Exercise details:
Switch each "candle" in the lines below to "taper", and leave everything else as it is.

(Data records)
- - - -
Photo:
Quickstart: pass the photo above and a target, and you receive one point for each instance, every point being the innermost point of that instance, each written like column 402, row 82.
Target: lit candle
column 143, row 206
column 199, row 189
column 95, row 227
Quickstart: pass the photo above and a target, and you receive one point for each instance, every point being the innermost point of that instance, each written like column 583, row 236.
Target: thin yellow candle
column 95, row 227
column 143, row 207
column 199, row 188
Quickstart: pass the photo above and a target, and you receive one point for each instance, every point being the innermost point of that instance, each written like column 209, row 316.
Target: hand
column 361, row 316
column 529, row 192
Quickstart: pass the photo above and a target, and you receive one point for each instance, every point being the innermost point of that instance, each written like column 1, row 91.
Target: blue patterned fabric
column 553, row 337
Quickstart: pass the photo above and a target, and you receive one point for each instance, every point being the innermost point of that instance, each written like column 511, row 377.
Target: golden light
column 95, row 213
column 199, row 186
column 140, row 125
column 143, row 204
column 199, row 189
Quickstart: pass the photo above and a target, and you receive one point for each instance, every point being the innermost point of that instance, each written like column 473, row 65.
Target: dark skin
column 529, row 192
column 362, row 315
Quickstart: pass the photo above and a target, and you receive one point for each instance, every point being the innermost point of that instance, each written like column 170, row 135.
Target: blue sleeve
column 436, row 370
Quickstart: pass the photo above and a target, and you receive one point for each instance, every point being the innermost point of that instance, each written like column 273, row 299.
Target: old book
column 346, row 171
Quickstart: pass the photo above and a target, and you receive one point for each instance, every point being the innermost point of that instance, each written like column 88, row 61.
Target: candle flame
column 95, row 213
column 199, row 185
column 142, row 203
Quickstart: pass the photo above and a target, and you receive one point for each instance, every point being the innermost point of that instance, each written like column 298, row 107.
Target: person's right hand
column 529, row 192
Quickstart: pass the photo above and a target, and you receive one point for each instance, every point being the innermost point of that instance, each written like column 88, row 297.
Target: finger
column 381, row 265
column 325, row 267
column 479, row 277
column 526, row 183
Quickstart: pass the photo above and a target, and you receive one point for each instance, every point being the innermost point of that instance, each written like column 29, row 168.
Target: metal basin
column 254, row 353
- - - -
Response for this exercise:
Photo:
Quickstart: pass the photo above and a target, and you receive one point for each instance, every point being the innermost point of that instance, each written like column 402, row 82.
Target: lit taper
column 143, row 206
column 199, row 189
column 95, row 227
Quickstart: pass the photo above and a target, and you receive one point for each instance, every point being the innermost point of that instance, each written like column 583, row 236.
Target: thin yellow taper
column 95, row 227
column 143, row 207
column 199, row 188
Quickstart: pass the photo above and a target, and you receive one point for each instance, every point being the innermost point of that instance, each written like column 209, row 316.
Target: hand
column 361, row 316
column 529, row 192
Quickstart: pass the photo above and a target, and you receive one point for each instance, every point being the innermost point of that instance, each written like column 1, row 91.
Target: blue patterned fabric
column 553, row 337
Quickstart: pass the photo above and a target, and you receive one point for each instance, every point being the innermost point of that instance, each written like column 511, row 377.
Target: golden light
column 95, row 213
column 199, row 186
column 140, row 125
column 143, row 204
column 199, row 189
Quickstart: pass the photo above and a target, and you receive one point for each instance, every point being the innermost point of that instance, each written like column 473, row 65.
Target: dark skin
column 529, row 192
column 362, row 315
Quickstart: pass the photo above and a target, and you receive one point for each instance, every point being the innermost point of that instance, each written like column 170, row 135.
Target: blue sleeve
column 436, row 370
Quickstart: pass the photo above and a target, and you receive one point for each instance, every point being the innermost point of that instance, each written like column 273, row 299.
Target: old book
column 346, row 171
Quickstart: pass the photo above and a target, and you receive one point for each instance, every point being the innermost point of that instance, each written like column 88, row 61.
Target: taper flame
column 95, row 213
column 199, row 185
column 142, row 203
Quickstart: pass the photo above and a target, and you receive one point for each instance, every point being the innermost point of that instance, each written like column 298, row 107.
Target: person's right hand
column 529, row 192
Quickstart: pass the photo above and a target, and you receive one point for each instance, every point being the innermost point of that instance, each written like column 88, row 297.
Target: finger
column 381, row 265
column 325, row 267
column 479, row 277
column 526, row 183
Quickstart: pass the photo above and a target, and you receive one point for each instance, every point being the innermost point of that instance, each written like column 29, row 168.
Target: metal basin
column 254, row 353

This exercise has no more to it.